Instructions for the task: Down to the last line, print the entries below exactly, and keep every picture out of the copy.

Exercise materials:
^^^^^^^^^^^^^^^^
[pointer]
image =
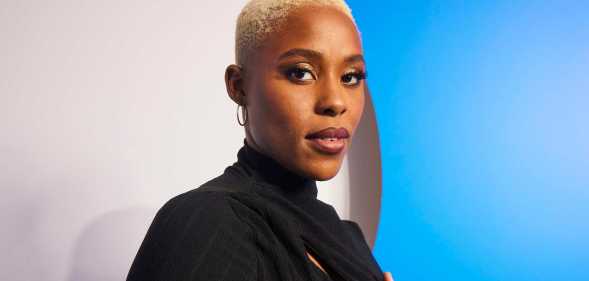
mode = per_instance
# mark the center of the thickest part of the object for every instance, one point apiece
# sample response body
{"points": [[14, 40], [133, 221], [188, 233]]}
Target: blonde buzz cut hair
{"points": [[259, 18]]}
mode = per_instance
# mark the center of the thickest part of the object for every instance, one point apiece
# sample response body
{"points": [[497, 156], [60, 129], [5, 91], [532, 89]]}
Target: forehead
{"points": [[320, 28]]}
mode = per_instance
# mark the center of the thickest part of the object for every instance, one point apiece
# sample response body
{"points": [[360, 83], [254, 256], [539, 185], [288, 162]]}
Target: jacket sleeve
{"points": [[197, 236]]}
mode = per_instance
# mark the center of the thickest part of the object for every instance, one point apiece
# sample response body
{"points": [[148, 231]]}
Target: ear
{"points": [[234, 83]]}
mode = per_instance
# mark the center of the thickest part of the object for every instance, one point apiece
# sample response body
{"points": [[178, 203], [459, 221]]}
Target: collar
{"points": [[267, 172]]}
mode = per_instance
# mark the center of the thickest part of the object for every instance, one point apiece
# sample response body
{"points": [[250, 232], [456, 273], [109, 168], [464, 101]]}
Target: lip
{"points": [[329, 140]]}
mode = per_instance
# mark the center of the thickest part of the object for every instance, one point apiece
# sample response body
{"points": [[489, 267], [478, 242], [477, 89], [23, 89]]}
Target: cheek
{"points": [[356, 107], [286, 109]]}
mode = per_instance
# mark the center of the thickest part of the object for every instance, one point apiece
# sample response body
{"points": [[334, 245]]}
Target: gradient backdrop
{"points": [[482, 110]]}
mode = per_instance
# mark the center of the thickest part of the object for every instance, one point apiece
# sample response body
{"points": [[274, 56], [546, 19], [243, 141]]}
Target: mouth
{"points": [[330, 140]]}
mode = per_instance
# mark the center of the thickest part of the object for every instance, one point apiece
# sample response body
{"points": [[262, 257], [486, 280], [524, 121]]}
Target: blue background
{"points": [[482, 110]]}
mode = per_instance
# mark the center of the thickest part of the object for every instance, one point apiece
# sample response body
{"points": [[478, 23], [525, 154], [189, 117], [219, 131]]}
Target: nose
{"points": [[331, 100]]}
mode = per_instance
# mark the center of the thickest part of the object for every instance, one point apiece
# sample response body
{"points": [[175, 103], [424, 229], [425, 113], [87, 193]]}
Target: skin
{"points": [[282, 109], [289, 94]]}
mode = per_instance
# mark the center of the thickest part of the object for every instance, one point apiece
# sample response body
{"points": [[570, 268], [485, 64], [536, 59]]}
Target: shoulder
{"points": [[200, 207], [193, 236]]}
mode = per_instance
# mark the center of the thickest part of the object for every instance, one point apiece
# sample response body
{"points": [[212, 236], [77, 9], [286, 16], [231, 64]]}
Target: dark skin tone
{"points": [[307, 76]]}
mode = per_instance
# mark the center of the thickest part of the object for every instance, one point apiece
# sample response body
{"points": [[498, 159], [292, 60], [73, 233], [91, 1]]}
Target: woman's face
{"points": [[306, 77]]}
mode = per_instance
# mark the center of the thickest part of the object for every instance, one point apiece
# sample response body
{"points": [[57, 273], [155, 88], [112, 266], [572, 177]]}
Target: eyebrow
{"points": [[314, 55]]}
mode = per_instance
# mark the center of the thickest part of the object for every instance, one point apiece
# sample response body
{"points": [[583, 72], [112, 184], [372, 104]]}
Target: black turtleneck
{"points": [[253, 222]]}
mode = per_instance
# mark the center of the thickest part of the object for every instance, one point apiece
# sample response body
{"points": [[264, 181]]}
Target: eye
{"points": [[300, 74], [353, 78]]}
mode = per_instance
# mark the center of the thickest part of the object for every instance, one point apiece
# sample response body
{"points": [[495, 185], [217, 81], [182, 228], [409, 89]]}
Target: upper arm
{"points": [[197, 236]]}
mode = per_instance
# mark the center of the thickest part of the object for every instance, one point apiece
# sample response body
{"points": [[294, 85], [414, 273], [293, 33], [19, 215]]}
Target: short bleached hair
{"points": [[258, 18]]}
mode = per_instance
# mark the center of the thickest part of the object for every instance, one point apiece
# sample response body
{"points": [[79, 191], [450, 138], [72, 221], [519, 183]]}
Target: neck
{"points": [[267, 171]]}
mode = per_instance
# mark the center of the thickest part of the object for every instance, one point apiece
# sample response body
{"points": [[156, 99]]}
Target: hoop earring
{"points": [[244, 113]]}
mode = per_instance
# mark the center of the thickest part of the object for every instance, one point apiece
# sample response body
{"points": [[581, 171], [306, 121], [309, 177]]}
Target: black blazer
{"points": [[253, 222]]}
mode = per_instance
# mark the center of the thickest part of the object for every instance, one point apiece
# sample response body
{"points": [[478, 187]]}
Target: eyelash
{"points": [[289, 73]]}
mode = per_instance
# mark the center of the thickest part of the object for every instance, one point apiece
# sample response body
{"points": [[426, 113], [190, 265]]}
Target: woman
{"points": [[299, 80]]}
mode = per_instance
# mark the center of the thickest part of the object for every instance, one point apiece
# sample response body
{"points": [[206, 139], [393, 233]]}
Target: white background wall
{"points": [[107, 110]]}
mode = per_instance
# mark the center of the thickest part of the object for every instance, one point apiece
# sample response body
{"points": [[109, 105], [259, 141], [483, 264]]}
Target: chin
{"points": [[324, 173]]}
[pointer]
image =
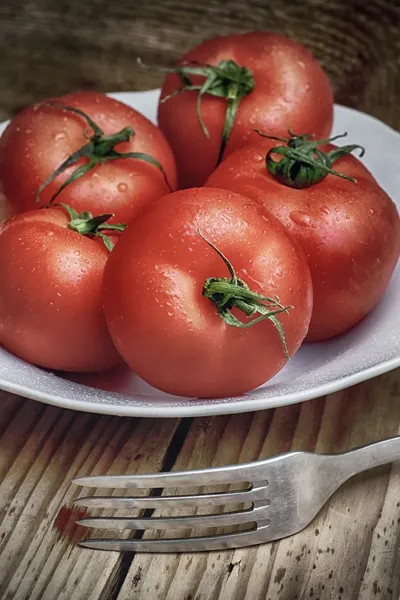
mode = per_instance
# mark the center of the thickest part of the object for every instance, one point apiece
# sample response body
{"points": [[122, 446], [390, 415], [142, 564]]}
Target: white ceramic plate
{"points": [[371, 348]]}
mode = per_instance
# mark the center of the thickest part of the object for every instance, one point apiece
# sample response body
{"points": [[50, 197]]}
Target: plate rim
^^^^^^^^^^^^^^^^
Worked solution:
[pointer]
image =
mode = per_instance
# mark the center of the thickest part of the object for every instance, one point apiece
# sample response body
{"points": [[14, 40], [133, 221], [188, 233]]}
Target: blonde buzz cut hair
{"points": [[259, 18]]}
mode = per_instance
# mark the center of the thickest part of the object for every instance, one point apiece
# sample response body
{"points": [[497, 156], [60, 129], [5, 91], [532, 89]]}
Target: forehead
{"points": [[320, 28]]}
mode = per_instance
# mark the center of the thickest part of the object for every instance, one point apiece
# sample response body
{"points": [[360, 83], [254, 256], [539, 185], [288, 162]]}
Target: jacket sleeve
{"points": [[197, 236]]}
mode = per_instance
# mark the center of the thickest part of the object for every instance, one point apiece
# sample response body
{"points": [[148, 231]]}
Target: ear
{"points": [[234, 83]]}
mode = per_instance
# mark the center of the thickest part of the object for every instance, one point apiece
# sample response body
{"points": [[178, 203], [459, 221]]}
Target: collar
{"points": [[267, 172]]}
mode = per_instance
# mark the center of the thickest part of the object for every instance, one point apiece
# sample response body
{"points": [[250, 232], [456, 273], [109, 168], [464, 101]]}
Target: lip
{"points": [[329, 140]]}
mode = per_instance
# mark the center of the thickest part of the object for every instance, one point apiece
# sample response body
{"points": [[489, 267], [478, 242], [477, 89], [23, 89]]}
Target: cheek
{"points": [[356, 107], [286, 109]]}
mode = per_instance
# mark the center of the thickest part of the object for every instance, one point apiece
# sample response body
{"points": [[334, 245]]}
Target: gradient backdrop
{"points": [[482, 110]]}
mode = per_instance
# mark the center of the thickest part of the object for every instance, one point apiece
# sample response body
{"points": [[274, 56], [546, 19], [243, 141]]}
Target: mouth
{"points": [[330, 140]]}
mode = per_instance
# mark the center of the thickest part of the object for every instance, one point apiece
# sample response body
{"points": [[262, 257], [486, 280], [524, 121]]}
Target: blue background
{"points": [[482, 110]]}
mode = per_instance
# mark the center of the thickest part of the object for every instance, one point apiece
# sample response body
{"points": [[478, 23], [525, 154], [189, 117], [219, 131]]}
Target: nose
{"points": [[331, 100]]}
mode = per_instance
# mark the center of the thickest part of the object for every instance, one point apiece
# sample response body
{"points": [[175, 103], [424, 229], [425, 113], [87, 193]]}
Target: skin
{"points": [[282, 109], [289, 94]]}
mode = per_instance
# mark the center of the thickest part of the object for every instance, one point apiece
# sample response body
{"points": [[570, 268], [485, 64], [536, 59]]}
Target: shoulder
{"points": [[200, 207], [193, 236]]}
mode = per_instance
# mark the center of the thickest part of the object for every instance, one point apiece
# sample response body
{"points": [[212, 236], [77, 9], [286, 16], [231, 64]]}
Target: dark skin tone
{"points": [[307, 76]]}
mode = per_instance
# mark the center of the thickest part of the object for every instance, one point apiece
# sample response body
{"points": [[498, 159], [292, 60], [73, 233], [91, 1]]}
Target: woman's face
{"points": [[306, 77]]}
mode = per_instance
# mark the center of the thickest part of the object for every instance, one point apiece
# sample response body
{"points": [[57, 273], [155, 88], [112, 266], [572, 177]]}
Target: eyebrow
{"points": [[314, 55]]}
mode = per_instance
# mark the center of the thickest part of the object for every instance, one point apiece
# sample response body
{"points": [[583, 72], [112, 184], [372, 104]]}
Target: black turtleneck
{"points": [[253, 222]]}
mode = per_instance
# mark the center of the thickest part of the object for every instance, one point apiece
# sample response body
{"points": [[264, 181]]}
Target: eye
{"points": [[300, 74], [353, 78]]}
mode = per_instance
# mark the center of the thickest part of the object for every instance, one point apiece
# sample response body
{"points": [[495, 185], [217, 81], [182, 228], [409, 89]]}
Target: upper arm
{"points": [[197, 236]]}
mode = per_instance
# mark the center of the thickest part of the object for every instance, one point apiece
# sample response body
{"points": [[294, 85], [414, 273], [293, 33], [19, 215]]}
Target: short bleached hair
{"points": [[258, 18]]}
mode = per_instance
# mark the center of the thickest part of the object for every instance, one point apiece
# sample response body
{"points": [[79, 191], [450, 138], [72, 221], [519, 183]]}
Target: neck
{"points": [[267, 171]]}
mode = per_instance
# mark the center of the thickest part of the object for every instance, one point apiece
# sample response body
{"points": [[156, 99]]}
Target: hoop earring
{"points": [[244, 113]]}
mode = per_instance
# mark the center of the thickest part of the object for every instance, one point apiece
# sample response body
{"points": [[581, 171], [306, 121], [309, 177]]}
Target: black blazer
{"points": [[253, 222]]}
mode = per_instance
# mark the center of the thickest part of the object for every instance, one point apiece
# sample response body
{"points": [[478, 187]]}
Target: eyelash
{"points": [[289, 73]]}
mode = per_instance
# mark the center of the thickest part of the object for every instance, one point apiece
# sample response body
{"points": [[426, 113], [190, 265]]}
Target: woman
{"points": [[299, 80]]}
mode = per_instance
# mark the center of the thickest part of the object for every instance, one point apiece
# sample response body
{"points": [[206, 139], [393, 233]]}
Target: white background wall
{"points": [[107, 110]]}
mode = per_instance
# mark the center of the thickest part of the object for every instance, one point apiece
# sample response body
{"points": [[109, 105], [259, 141], [483, 264]]}
Target: chin
{"points": [[324, 173]]}
[pointer]
image =
mode = per_instance
# mark the center of the thickest part of the object for every instance, one point apiece
# sample response body
{"points": [[122, 446], [390, 415], [142, 564]]}
Target: white ceramic plate
{"points": [[371, 348]]}
mode = per_instance
# mark the center of the thickest part of the object for every instance, one point apiece
# sample response body
{"points": [[50, 197]]}
Target: plate rim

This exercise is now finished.